> _SUPPLIED RECORDS_
---*---

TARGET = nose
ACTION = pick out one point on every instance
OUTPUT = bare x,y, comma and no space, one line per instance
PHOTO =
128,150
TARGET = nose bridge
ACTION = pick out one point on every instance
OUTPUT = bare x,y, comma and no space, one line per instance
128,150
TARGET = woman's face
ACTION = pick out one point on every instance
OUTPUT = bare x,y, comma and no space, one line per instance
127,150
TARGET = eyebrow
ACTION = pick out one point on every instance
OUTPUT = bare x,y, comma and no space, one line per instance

---*---

Nothing in the records may be left out; copy them all exactly.

> _RESULT FOR THIS EXERCISE_
TARGET = nose
ACTION = pick out one point on every instance
OUTPUT = bare x,y, comma and no space, one line per instance
PHOTO =
128,150
TARGET = nose bridge
ACTION = pick out one point on every instance
OUTPUT = bare x,y, comma and no space, one line per instance
128,150
TARGET = woman's face
ACTION = pick out one point on every instance
OUTPUT = bare x,y, comma and no space, one line per instance
127,150
TARGET = eyebrow
ACTION = pick out one point on every instance
OUTPUT = bare x,y, comma and no space, one line per instance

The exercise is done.